◆ Supplied passage
A month ago I took a plunge and got a Raspberry Pi 3, a credit-card sized single board computer running versions of Linux. I intend to do a few projects with single board computers.
The first on my list is a retro gaming station of some sort (Either a countertop arcade cabinet or a gaming station connected to a TV).
Retropie offers a suite of emulators of classic video game consoles and computer systems like the NES, SNES, Playstation, Sega Genesis, MS-DOS and Atari 2600.
Although ROM files are easy to get online, their legality is questionable. If the user doesn’t own an original licensed copy, downloading and installing ROMs is piracy. The law swings occasionally over whether users can legally install ROMs if they have a licensed copy of the original work. For its part, Nintendo condemns using ROMs that are not available through their own channels such as the Virtual Console service, the Switch Classic Game Collection or one of their rare Classic Edition consoles, even if the individual has a licensed copy.
Many older PC games fall under a legal limbo called abandonware. Technically downloading and installing all copyrighted software is piracy, but the creators of abandonware are either no longer in business, or have stopped supporting and selling the work and won’t likely litigate against pirates.
I was able to find legal avenues for various PC games. Retropie carries the widespread DOXBox emulator, the same used for licensed games sold by GOG.com. In theory, these legal copies should work on a system running Retropie as well.
In practice, the games I have been able to run on DOSBOX so far are
- Master of Orion 2
- Master of Magic
- Syndicate Plus
- Syndicate Wars
I was also able to get a GOG copy of the classic RPG Planescape: Torment to work through Gemrb, a Linux adaptation of the game’s Infinity Engine.
The retro gamer’s nostalgia plateau
Ars Technica recently published analytics on Xbox One user data measuring time spent on the system. One of their findings was that the sample of Xbox One users play games from the previous Xbox 360 system less than 2% of the time they’re online.
I talked about it briefly on The GWW’s Press Any Key Podcast as a guest.
This data and a similar anecdote by Sony Head of Global Marketing and Sales Jim Ryan reveals an underlying problem with backward compatibility, the nostalgic demographic and demand for retro gaming.
We nostalgic older gamers by and large like the idea of having access to games that evoke fond memories, but when the time comes to play them, we don’t play as much. I have two possible explanations. Either older gamers now notice the limitations those systems had compared to today, or game producers today has a better sense of what attracts and motivates gamers based on market research and cumulative experience.
Although backward compatibility and access to older games serve an important cultural and educational purpose, the financial demand for it isn’t as significant.
As long as publishers make money at the point of sale, they may continue to serve up older games for short-term profits. However, publishers also seek to make microtransactions in newer full-price games a long-term source of income. Just like how printer companies can rely on ink cartridges sales to shore up profits rather than the printers themselves.
Nintendo is mulling over different prices for their upcoming Nintendo Switch Online subscription service. If successful, consistent subscription income seems like a potential for making retro gaming a viable commercially despite time played.
In the meantime, if companies find it inconvenient to save memories of gaming’s past, it may come down to enthusiasts to find workarounds using tools like Retropie on a Raspberry Pi.

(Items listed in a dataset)
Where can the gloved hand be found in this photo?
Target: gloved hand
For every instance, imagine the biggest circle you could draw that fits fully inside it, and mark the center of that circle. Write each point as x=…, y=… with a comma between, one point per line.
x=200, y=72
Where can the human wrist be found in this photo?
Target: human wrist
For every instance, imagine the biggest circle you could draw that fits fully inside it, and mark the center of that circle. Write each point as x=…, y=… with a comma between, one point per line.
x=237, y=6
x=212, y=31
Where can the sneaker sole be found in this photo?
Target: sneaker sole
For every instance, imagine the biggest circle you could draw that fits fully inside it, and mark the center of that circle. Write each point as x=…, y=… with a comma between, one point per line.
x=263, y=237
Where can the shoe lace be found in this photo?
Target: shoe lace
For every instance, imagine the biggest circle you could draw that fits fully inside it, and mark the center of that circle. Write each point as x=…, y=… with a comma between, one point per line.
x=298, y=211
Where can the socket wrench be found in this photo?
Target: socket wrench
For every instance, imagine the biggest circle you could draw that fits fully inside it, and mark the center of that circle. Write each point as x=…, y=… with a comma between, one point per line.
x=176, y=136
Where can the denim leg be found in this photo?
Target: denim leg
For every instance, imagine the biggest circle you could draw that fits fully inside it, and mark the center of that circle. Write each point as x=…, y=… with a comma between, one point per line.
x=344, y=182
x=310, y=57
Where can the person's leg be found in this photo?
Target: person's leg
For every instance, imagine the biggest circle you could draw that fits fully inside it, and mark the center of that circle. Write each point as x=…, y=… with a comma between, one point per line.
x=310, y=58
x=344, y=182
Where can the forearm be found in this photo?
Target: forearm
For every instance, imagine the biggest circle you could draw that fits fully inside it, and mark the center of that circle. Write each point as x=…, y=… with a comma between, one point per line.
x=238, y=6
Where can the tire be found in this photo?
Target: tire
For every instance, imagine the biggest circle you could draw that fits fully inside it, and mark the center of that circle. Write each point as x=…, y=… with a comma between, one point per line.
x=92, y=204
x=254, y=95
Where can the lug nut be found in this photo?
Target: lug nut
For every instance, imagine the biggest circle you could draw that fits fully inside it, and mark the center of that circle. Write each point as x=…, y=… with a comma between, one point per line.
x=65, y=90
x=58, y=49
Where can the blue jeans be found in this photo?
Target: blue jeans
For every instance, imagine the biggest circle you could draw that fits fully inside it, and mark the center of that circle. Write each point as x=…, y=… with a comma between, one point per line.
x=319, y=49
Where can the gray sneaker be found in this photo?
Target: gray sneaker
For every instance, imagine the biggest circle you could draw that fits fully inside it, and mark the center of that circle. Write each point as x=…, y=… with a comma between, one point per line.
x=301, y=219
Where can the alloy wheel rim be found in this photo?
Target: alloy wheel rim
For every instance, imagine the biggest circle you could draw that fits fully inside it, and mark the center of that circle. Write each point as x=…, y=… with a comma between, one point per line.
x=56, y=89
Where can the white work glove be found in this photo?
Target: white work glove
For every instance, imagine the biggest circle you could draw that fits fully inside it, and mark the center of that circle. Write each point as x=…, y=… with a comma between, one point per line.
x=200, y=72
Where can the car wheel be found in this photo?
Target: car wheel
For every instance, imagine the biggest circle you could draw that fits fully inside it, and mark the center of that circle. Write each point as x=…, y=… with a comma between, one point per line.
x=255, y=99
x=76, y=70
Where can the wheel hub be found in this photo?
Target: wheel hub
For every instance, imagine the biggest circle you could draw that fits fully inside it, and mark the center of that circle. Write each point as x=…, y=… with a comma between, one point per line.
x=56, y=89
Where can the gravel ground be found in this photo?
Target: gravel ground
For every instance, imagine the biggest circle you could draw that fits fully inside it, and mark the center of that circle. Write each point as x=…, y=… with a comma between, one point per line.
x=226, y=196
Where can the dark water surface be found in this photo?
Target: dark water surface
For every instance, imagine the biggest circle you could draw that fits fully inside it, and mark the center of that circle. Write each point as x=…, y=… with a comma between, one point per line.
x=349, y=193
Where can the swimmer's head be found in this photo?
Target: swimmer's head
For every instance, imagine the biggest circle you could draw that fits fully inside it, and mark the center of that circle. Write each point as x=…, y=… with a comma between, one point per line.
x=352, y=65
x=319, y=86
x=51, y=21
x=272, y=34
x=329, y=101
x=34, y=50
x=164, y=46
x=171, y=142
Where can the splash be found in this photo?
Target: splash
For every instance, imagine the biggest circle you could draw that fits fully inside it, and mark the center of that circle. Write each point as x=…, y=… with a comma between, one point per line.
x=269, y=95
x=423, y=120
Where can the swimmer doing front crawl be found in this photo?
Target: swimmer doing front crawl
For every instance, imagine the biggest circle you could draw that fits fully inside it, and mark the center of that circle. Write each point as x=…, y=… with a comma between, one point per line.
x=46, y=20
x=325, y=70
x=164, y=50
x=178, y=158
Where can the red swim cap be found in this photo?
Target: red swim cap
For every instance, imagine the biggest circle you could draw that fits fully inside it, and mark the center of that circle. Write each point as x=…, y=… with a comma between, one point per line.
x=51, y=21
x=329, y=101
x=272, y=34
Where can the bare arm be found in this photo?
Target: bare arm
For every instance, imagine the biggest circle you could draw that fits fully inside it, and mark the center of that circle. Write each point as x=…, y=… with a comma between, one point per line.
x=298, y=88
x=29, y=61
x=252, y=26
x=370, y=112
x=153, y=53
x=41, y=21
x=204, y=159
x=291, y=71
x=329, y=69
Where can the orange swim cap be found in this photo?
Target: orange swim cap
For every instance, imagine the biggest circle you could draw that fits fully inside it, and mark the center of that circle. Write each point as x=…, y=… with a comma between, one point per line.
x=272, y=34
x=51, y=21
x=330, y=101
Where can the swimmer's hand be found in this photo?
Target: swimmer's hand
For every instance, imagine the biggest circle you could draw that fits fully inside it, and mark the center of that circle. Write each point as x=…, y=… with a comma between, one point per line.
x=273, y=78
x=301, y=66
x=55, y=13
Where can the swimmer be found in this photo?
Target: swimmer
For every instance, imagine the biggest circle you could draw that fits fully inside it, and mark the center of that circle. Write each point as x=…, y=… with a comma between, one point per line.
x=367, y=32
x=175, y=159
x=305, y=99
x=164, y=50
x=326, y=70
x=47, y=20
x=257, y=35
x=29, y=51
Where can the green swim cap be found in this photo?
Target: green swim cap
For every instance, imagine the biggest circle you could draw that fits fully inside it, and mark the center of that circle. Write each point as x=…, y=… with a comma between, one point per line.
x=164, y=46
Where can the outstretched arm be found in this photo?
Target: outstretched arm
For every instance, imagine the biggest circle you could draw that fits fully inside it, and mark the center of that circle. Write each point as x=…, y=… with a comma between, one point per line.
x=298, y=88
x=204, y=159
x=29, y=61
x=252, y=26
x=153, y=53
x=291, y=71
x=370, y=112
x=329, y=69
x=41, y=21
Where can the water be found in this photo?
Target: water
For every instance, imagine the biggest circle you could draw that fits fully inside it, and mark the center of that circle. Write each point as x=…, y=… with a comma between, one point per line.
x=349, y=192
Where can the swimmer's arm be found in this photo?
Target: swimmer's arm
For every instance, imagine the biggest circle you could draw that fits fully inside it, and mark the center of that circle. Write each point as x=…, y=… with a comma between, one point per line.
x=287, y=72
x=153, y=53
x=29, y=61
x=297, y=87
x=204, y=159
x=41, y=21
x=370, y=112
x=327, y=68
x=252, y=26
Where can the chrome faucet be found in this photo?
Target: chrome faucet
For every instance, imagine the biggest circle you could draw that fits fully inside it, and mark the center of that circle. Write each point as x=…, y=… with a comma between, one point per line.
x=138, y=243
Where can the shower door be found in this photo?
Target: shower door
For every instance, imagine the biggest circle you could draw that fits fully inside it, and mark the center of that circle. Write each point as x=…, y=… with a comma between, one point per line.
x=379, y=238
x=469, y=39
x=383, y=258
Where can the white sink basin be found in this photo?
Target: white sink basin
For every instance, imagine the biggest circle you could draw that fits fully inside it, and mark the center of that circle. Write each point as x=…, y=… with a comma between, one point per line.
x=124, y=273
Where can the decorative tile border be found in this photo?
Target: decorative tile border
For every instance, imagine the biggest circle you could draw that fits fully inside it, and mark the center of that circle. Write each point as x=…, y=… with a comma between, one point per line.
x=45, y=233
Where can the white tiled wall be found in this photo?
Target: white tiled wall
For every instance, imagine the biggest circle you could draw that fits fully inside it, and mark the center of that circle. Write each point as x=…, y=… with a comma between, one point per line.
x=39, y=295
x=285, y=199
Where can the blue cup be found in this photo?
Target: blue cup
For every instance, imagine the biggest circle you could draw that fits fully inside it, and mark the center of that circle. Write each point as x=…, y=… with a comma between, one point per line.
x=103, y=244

◆ Exercise goal
In the text on retro gaming with a Raspberry Pi, what was used to get the GOG copy of Planescape: Torment running? Please answer in one sentence.

◆ Output of the exercise
It was run through Gemrb, a Linux adaptation of the game's Infinity Engine.